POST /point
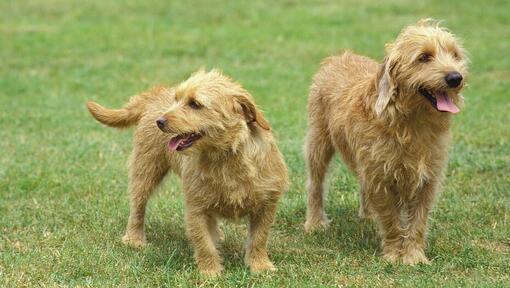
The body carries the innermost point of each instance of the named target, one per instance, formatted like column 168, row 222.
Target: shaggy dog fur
column 208, row 131
column 391, row 124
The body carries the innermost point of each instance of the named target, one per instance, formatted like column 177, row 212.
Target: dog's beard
column 183, row 141
column 440, row 100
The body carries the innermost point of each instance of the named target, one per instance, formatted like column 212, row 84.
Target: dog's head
column 425, row 68
column 210, row 111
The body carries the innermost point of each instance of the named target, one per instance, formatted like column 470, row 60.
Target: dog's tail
column 129, row 115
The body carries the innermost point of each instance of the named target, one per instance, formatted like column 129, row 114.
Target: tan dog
column 209, row 132
column 390, row 122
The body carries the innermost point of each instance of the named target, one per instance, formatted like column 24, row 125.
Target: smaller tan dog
column 390, row 122
column 208, row 131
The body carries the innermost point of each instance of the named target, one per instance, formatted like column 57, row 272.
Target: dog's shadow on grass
column 169, row 249
column 346, row 231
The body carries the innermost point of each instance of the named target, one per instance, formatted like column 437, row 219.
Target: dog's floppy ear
column 387, row 86
column 250, row 111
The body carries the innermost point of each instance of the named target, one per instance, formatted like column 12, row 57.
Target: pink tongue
column 174, row 143
column 444, row 103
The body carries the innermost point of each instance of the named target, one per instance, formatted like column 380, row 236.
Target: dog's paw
column 211, row 272
column 314, row 224
column 415, row 256
column 391, row 256
column 261, row 266
column 134, row 241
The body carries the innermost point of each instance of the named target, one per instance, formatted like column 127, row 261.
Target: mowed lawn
column 63, row 177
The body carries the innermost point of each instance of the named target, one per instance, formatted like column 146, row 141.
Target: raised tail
column 129, row 115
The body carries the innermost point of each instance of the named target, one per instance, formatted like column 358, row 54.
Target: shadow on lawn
column 170, row 248
column 346, row 232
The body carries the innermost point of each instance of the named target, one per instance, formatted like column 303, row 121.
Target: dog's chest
column 228, row 191
column 407, row 165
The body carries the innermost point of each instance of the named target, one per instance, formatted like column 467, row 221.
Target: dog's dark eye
column 193, row 104
column 425, row 57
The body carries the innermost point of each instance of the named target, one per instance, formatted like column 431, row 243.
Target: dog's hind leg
column 198, row 230
column 256, row 249
column 364, row 207
column 385, row 204
column 319, row 151
column 147, row 168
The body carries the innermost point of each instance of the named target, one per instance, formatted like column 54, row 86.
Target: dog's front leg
column 256, row 249
column 145, row 173
column 199, row 232
column 413, row 246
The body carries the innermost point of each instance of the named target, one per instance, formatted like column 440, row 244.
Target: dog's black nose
column 161, row 122
column 453, row 79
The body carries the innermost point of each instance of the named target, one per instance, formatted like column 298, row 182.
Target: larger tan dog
column 209, row 132
column 390, row 122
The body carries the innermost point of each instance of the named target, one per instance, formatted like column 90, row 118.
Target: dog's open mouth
column 183, row 141
column 440, row 100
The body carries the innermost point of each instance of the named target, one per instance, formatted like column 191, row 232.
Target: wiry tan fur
column 235, row 170
column 387, row 133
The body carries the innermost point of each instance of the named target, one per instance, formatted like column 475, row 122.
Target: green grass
column 63, row 205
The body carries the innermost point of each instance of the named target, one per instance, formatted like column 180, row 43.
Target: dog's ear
column 387, row 86
column 250, row 111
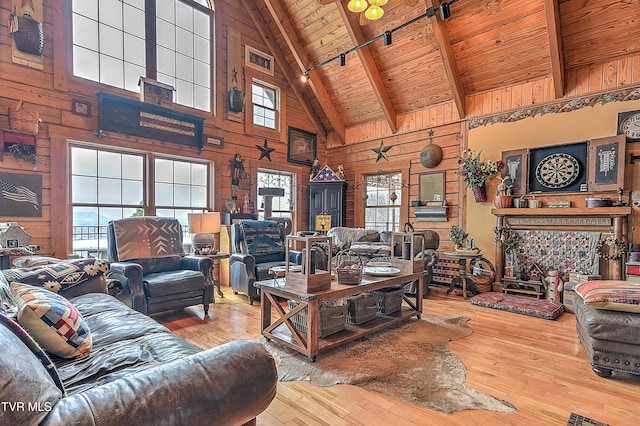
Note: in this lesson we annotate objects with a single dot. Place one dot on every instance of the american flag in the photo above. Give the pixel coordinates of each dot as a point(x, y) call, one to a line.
point(19, 193)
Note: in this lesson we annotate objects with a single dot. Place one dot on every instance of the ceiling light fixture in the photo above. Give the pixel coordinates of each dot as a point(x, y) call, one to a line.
point(444, 11)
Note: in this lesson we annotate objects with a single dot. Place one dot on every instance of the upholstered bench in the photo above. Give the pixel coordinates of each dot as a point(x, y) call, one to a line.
point(608, 325)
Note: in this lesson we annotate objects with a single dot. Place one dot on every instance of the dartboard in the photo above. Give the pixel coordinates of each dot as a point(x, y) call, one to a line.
point(557, 170)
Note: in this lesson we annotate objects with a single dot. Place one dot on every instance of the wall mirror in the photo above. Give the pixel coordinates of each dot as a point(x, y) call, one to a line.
point(431, 187)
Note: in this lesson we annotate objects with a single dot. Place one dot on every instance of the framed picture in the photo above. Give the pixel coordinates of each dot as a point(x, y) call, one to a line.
point(215, 142)
point(323, 222)
point(431, 187)
point(302, 146)
point(515, 166)
point(253, 58)
point(80, 108)
point(606, 163)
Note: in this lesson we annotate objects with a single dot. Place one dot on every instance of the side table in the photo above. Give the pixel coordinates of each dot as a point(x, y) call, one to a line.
point(462, 269)
point(216, 256)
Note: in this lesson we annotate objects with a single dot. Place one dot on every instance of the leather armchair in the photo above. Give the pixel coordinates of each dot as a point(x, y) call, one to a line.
point(257, 246)
point(147, 253)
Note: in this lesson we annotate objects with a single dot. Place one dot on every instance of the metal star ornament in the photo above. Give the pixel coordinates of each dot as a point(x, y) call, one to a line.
point(382, 151)
point(265, 151)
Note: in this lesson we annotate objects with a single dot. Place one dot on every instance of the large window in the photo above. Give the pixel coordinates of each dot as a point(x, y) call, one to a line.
point(111, 46)
point(383, 200)
point(282, 206)
point(107, 185)
point(264, 98)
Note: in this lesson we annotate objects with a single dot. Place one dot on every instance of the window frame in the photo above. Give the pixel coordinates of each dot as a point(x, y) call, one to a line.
point(65, 79)
point(149, 205)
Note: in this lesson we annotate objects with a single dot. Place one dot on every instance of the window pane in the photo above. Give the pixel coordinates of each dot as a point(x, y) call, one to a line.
point(109, 191)
point(85, 190)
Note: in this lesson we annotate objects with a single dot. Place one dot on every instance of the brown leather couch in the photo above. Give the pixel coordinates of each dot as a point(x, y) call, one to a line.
point(611, 338)
point(138, 372)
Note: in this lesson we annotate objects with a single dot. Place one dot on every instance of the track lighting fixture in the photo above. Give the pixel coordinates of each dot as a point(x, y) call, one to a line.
point(444, 11)
point(387, 38)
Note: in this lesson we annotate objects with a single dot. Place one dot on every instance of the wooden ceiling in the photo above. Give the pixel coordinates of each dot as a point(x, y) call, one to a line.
point(483, 46)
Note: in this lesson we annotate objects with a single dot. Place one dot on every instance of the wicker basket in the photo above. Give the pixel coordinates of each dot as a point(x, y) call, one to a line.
point(349, 267)
point(331, 318)
point(389, 300)
point(21, 120)
point(361, 308)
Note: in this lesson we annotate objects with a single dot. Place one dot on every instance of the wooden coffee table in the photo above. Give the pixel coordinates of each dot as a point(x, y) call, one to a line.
point(283, 330)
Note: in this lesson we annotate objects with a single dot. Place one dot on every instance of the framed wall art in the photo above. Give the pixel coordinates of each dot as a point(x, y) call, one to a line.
point(431, 186)
point(253, 58)
point(516, 166)
point(301, 148)
point(606, 163)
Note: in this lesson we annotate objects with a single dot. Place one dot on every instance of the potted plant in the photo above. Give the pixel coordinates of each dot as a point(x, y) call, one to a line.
point(457, 236)
point(476, 172)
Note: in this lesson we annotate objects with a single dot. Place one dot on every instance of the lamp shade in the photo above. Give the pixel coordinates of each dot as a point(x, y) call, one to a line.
point(204, 223)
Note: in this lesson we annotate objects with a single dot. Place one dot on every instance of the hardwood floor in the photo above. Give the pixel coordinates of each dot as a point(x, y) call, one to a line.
point(537, 365)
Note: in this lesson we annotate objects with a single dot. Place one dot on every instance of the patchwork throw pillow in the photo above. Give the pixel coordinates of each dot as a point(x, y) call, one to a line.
point(52, 321)
point(610, 295)
point(21, 334)
point(59, 276)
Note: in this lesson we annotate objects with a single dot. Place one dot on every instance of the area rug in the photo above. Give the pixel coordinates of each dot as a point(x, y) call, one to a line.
point(546, 309)
point(410, 361)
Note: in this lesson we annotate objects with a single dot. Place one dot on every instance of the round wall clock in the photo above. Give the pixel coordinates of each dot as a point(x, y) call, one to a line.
point(557, 170)
point(630, 126)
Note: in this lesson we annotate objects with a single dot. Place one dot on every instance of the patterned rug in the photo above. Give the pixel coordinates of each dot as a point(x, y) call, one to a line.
point(410, 361)
point(545, 309)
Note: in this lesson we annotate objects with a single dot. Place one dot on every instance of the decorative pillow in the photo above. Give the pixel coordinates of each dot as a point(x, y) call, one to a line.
point(21, 334)
point(59, 276)
point(52, 321)
point(611, 295)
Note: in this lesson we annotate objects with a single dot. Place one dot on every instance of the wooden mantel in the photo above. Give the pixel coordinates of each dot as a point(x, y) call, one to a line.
point(606, 219)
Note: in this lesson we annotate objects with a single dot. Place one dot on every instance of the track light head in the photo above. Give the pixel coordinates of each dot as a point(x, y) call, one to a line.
point(387, 38)
point(445, 11)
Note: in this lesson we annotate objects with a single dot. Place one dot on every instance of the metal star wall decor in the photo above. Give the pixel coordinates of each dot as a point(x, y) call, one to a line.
point(382, 151)
point(265, 151)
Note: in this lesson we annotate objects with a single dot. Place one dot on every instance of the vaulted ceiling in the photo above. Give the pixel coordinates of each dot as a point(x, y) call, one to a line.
point(484, 45)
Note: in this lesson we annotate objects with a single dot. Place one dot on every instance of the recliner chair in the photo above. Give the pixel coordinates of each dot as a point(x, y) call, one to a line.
point(147, 251)
point(257, 246)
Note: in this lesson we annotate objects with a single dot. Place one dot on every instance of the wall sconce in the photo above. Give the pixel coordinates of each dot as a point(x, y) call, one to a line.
point(203, 226)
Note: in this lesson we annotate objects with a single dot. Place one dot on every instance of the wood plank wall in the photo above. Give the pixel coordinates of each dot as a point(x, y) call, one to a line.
point(50, 92)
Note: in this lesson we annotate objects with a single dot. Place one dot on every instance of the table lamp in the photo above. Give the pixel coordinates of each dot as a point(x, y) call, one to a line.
point(203, 226)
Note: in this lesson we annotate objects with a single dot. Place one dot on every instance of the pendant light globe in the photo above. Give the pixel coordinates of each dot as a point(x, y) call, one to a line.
point(373, 12)
point(357, 5)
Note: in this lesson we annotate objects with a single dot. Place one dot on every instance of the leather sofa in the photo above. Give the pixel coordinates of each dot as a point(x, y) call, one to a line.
point(137, 372)
point(611, 338)
point(257, 246)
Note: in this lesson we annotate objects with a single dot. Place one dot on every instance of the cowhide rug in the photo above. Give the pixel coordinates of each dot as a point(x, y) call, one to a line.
point(410, 361)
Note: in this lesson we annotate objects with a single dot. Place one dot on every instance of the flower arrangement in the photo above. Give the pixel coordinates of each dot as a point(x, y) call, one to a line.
point(457, 236)
point(474, 171)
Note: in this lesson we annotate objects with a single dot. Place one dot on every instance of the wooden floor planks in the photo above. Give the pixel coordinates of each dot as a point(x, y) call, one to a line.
point(537, 365)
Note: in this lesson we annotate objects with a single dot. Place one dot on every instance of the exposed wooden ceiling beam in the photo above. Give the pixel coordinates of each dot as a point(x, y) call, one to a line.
point(288, 33)
point(552, 12)
point(448, 59)
point(357, 38)
point(289, 74)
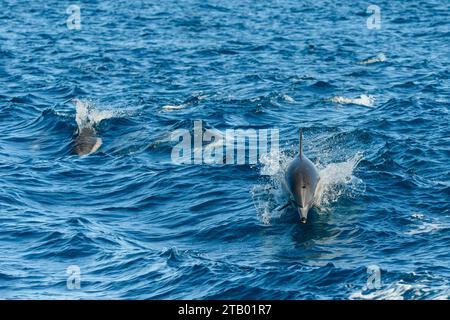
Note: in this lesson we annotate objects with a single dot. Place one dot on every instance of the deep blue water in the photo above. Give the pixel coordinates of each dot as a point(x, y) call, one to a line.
point(142, 227)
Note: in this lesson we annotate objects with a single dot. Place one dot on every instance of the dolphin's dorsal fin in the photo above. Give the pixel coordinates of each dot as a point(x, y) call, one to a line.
point(301, 144)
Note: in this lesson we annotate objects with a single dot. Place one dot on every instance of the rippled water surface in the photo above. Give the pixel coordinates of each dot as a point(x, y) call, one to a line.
point(374, 105)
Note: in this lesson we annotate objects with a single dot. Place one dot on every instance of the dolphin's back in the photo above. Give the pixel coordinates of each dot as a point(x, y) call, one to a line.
point(302, 178)
point(87, 141)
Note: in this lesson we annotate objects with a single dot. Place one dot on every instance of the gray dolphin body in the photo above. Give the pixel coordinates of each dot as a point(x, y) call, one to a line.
point(87, 141)
point(302, 178)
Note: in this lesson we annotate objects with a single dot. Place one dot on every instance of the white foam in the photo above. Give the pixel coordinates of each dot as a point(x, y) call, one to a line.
point(174, 107)
point(88, 115)
point(336, 180)
point(363, 100)
point(381, 57)
point(288, 98)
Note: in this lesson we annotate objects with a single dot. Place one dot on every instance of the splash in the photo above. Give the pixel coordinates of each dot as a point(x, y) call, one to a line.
point(381, 57)
point(195, 99)
point(88, 116)
point(336, 181)
point(363, 100)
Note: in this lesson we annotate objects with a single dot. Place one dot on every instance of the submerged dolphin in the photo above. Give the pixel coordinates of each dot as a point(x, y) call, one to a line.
point(87, 141)
point(302, 178)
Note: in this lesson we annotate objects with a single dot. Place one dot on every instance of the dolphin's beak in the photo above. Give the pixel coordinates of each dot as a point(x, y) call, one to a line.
point(303, 212)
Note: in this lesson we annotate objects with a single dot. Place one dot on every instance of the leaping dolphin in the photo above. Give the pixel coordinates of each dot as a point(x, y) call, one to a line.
point(87, 141)
point(302, 178)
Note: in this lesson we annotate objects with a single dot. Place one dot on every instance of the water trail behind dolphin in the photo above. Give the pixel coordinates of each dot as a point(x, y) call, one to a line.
point(336, 181)
point(88, 116)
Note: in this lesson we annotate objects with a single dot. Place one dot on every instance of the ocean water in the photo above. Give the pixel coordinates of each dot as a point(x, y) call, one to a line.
point(126, 222)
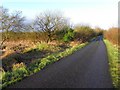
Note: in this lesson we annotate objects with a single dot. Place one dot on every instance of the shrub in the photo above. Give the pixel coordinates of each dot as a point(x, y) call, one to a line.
point(112, 35)
point(113, 63)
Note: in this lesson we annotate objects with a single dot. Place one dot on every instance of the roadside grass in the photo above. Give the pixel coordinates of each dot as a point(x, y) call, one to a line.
point(20, 71)
point(114, 63)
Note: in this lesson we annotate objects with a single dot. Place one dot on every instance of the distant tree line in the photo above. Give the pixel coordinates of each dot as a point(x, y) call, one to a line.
point(47, 26)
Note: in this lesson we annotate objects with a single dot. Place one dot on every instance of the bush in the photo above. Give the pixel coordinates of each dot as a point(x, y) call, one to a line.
point(69, 36)
point(113, 63)
point(112, 35)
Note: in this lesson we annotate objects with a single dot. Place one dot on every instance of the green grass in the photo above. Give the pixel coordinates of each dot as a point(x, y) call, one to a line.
point(20, 71)
point(114, 63)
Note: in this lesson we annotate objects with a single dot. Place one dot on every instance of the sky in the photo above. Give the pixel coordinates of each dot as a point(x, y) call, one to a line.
point(95, 13)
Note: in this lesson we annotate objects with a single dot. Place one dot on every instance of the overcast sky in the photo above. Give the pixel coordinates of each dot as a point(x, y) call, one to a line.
point(96, 13)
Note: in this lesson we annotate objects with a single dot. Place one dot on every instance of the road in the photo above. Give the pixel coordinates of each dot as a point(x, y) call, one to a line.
point(86, 68)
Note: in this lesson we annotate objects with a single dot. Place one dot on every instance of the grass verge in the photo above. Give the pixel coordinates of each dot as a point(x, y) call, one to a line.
point(20, 71)
point(114, 63)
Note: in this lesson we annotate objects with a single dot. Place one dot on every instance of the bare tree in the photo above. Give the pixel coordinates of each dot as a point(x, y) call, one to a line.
point(13, 22)
point(49, 22)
==================================================
What this task involves
Everything from the line containing "of the grass" to the end of the data above should be quoted exactly, please, both ends included, and nothing outside that span.

Result
Note: in this lesson we annotate objects with a single dot. Place one dot on every instance of the grass verge in the photo above. Give the pixel coordinates of each dot as a point(x, y) call, one to a line.
point(20, 71)
point(114, 63)
Note: in this lesson we annotate objects with a single dot. Place one dot on every instance of the bare tree in the photo above. Give the pixel coordinates of each dot as a point(x, y) call, one to a line.
point(13, 22)
point(49, 22)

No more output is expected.